(Pointing dataset excerpts)
● ● ●
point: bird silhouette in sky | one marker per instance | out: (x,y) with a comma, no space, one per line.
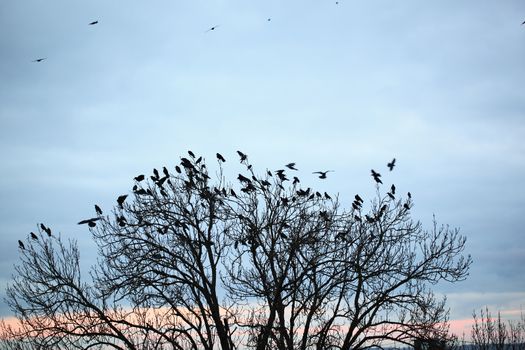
(121,199)
(212,28)
(376,176)
(242,155)
(322,174)
(392,164)
(98,210)
(291,166)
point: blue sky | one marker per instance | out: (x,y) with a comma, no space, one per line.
(348,86)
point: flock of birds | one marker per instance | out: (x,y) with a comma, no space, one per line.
(191,168)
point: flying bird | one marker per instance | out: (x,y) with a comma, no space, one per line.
(98,210)
(291,166)
(121,199)
(392,164)
(322,174)
(212,28)
(242,155)
(90,222)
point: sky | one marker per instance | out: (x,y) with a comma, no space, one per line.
(343,86)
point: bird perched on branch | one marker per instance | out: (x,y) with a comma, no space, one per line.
(121,199)
(392,164)
(376,176)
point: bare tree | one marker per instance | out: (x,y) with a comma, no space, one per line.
(185,263)
(489,333)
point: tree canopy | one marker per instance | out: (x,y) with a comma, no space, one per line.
(187,261)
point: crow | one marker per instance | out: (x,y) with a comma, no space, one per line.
(220,157)
(392,164)
(212,28)
(121,199)
(322,174)
(98,210)
(243,178)
(242,155)
(376,176)
(291,166)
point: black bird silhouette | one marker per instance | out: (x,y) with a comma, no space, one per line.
(242,155)
(121,199)
(213,28)
(392,164)
(243,178)
(376,176)
(291,166)
(98,210)
(90,222)
(322,174)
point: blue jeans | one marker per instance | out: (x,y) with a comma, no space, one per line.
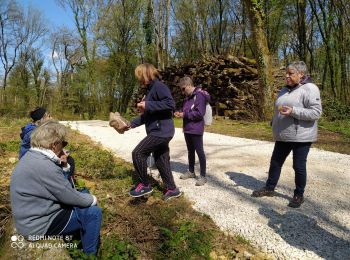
(88,222)
(279,155)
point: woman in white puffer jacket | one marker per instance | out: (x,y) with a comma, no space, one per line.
(294,125)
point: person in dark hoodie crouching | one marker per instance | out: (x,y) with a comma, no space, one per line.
(193,127)
(43,202)
(294,126)
(157,115)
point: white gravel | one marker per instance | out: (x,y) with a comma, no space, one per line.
(320,229)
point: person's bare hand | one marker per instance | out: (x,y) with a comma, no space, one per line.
(285,110)
(178,114)
(141,106)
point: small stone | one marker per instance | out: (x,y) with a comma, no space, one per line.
(12,160)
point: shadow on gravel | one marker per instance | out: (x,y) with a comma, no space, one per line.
(249,182)
(293,223)
(303,232)
(178,166)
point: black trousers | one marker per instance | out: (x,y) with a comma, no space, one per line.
(279,155)
(194,144)
(159,146)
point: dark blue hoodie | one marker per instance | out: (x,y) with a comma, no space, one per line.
(25,136)
(158,114)
(194,110)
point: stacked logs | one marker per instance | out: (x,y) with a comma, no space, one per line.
(231,81)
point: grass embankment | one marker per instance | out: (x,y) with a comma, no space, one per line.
(132,229)
(332,136)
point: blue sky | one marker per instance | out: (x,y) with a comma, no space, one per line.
(55,16)
(53,13)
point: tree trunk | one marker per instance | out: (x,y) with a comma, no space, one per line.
(301,11)
(256,17)
(166,33)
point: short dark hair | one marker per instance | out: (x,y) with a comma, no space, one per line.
(185,81)
(37,113)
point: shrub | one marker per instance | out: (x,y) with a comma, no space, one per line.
(333,109)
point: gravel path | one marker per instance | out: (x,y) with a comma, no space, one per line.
(237,166)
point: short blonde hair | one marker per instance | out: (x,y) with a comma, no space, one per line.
(185,81)
(47,134)
(146,72)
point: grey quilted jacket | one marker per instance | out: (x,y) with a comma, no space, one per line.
(301,124)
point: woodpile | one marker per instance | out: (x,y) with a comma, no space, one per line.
(231,81)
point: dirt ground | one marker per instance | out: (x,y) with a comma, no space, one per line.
(237,166)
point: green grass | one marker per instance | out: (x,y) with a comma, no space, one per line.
(339,126)
(132,228)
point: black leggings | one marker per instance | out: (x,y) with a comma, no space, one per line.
(195,144)
(159,146)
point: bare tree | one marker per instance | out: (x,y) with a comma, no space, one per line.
(19,30)
(256,16)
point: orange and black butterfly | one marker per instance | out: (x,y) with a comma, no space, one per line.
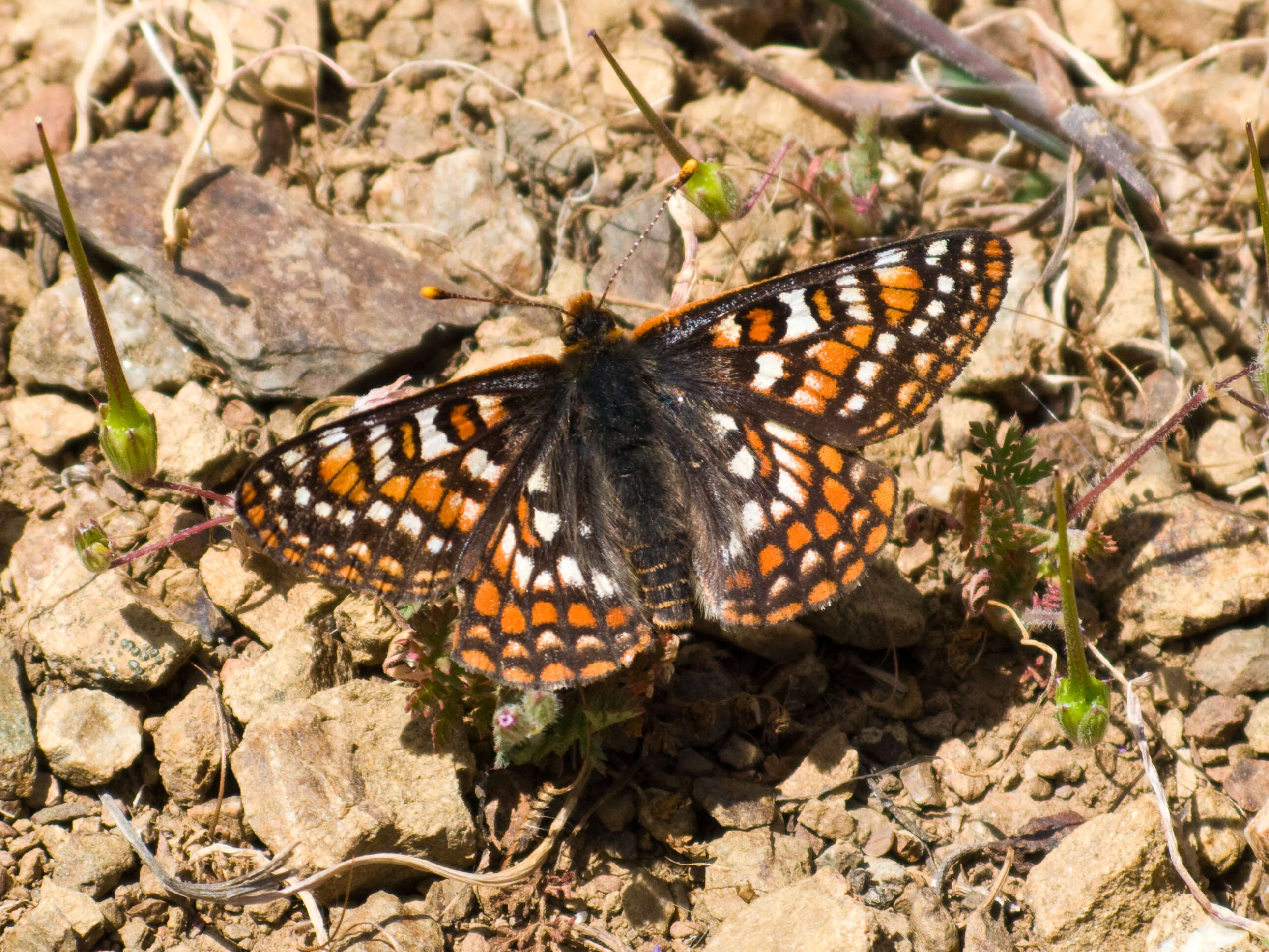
(703,460)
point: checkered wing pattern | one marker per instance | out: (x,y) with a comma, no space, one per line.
(554,601)
(795,521)
(394,502)
(854,351)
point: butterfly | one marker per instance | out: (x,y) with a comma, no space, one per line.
(702,461)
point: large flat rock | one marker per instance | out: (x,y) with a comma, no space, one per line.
(288,300)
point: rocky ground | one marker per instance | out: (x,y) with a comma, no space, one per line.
(866,779)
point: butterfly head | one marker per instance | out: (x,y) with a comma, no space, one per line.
(585,321)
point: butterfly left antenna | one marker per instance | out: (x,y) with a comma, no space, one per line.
(687,172)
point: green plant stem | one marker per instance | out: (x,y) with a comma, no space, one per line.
(116,385)
(663,132)
(1076,665)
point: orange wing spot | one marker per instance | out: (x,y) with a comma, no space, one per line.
(755,443)
(513,620)
(897,299)
(830,459)
(334,461)
(557,672)
(838,495)
(908,393)
(784,615)
(580,616)
(451,508)
(479,661)
(769,560)
(346,480)
(899,277)
(860,336)
(428,490)
(833,356)
(823,592)
(827,524)
(876,540)
(463,428)
(821,305)
(396,488)
(487,600)
(823,385)
(598,669)
(760,325)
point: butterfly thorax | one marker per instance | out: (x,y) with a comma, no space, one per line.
(617,419)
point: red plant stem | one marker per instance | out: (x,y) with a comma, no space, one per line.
(192,491)
(1197,399)
(172,540)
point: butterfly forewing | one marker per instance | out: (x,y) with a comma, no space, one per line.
(389,502)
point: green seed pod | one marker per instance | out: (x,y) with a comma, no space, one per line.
(130,442)
(1083,711)
(714,192)
(93,548)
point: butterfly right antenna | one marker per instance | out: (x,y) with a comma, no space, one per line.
(687,172)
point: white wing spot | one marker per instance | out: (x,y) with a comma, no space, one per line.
(570,573)
(546,524)
(800,323)
(771,369)
(751,517)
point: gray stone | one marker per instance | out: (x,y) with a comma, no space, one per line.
(751,864)
(885,611)
(832,765)
(17,739)
(485,223)
(736,804)
(820,912)
(282,304)
(300,665)
(348,771)
(1217,719)
(49,422)
(114,633)
(88,737)
(90,862)
(1237,662)
(54,345)
(1124,877)
(1182,923)
(187,746)
(648,904)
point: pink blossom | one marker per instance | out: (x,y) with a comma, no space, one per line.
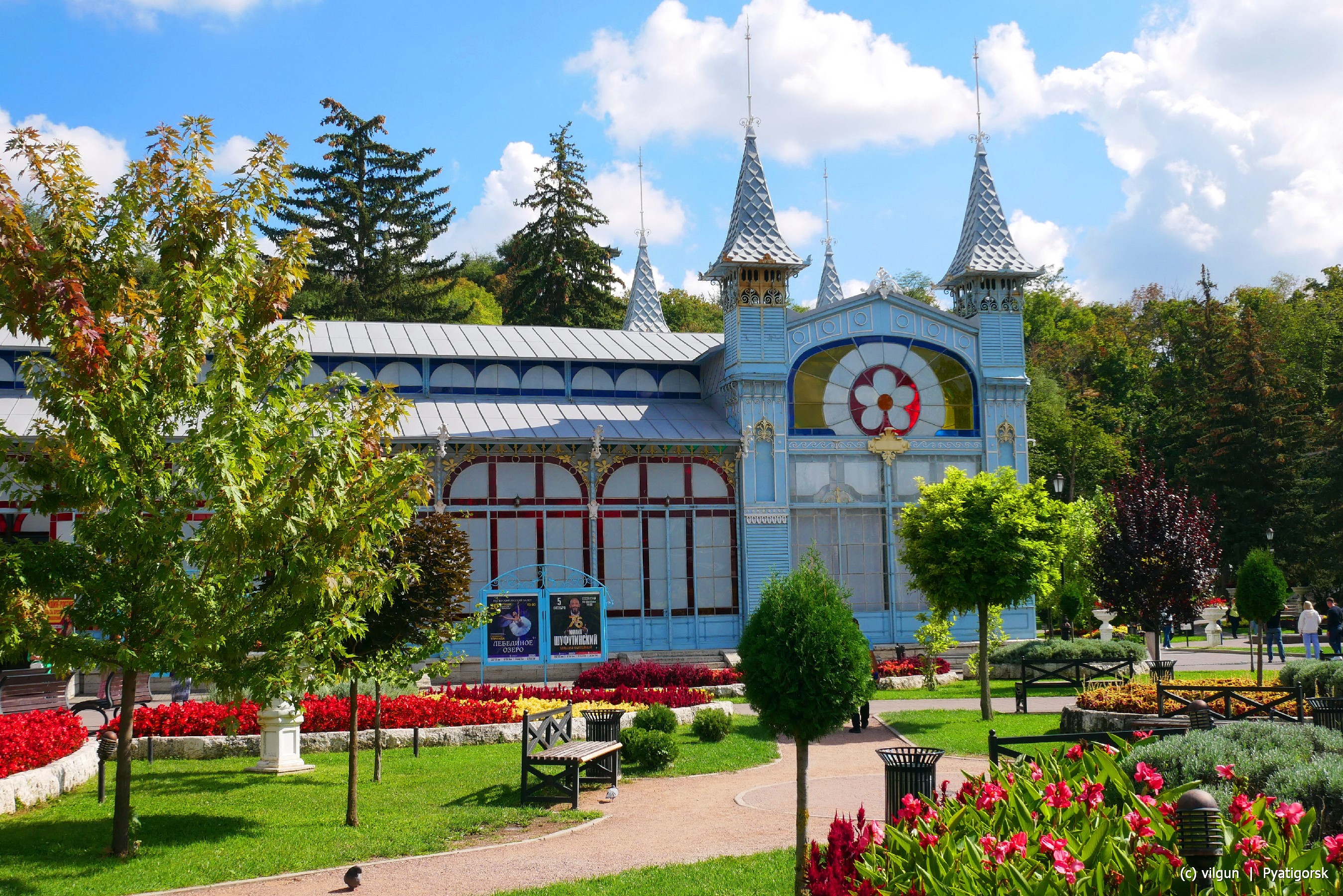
(1139,824)
(1059,795)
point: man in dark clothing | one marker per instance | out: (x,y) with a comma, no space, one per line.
(1334,622)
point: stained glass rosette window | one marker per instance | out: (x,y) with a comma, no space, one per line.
(865,387)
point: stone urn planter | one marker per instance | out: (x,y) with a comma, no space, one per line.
(1106,617)
(1213,632)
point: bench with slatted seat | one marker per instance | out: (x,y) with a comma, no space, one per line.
(549,742)
(30,691)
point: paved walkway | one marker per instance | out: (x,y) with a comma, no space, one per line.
(655,821)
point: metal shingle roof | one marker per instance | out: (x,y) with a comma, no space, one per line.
(986,245)
(645,310)
(754,233)
(511,420)
(830,289)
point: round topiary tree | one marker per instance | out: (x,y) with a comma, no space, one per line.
(806,667)
(1260,594)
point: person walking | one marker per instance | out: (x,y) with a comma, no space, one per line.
(864,712)
(1334,621)
(1275,636)
(1309,624)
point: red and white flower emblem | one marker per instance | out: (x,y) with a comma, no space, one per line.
(884,397)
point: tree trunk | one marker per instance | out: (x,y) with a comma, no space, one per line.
(378,730)
(125,731)
(799,862)
(986,704)
(352,791)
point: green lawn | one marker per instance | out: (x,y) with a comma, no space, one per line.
(207,821)
(758,875)
(962,733)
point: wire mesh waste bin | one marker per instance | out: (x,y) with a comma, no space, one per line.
(1327,712)
(909,770)
(1161,670)
(603,724)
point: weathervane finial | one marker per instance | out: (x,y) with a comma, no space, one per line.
(750,121)
(980,136)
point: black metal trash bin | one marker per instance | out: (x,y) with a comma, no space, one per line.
(1161,670)
(1327,712)
(603,724)
(909,770)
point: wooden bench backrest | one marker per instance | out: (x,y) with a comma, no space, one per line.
(542,730)
(30,689)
● ● ●
▶ _TASK PROMPT_: Render the data from the line that contains "point: black metal" through the end of the data as a CSV with the columns "target" and "coordinates". Each line beginning with "point:" becomes one row: put its full text in "target" and the coordinates listed under it in "coordinates", quote each field, and turn line breaks into spaces.

▶ _OUTPUT OF THE TASK_:
target,coordinates
"point: black metal trash bin | one marker per instance | out: (x,y) with a comma, no space, one per line.","(1161,670) (1327,712) (603,724) (909,770)"
"point: wooden bench backrest | one marker per instance | out: (x,y) with a comma, no space, one per line.","(542,730) (30,689)"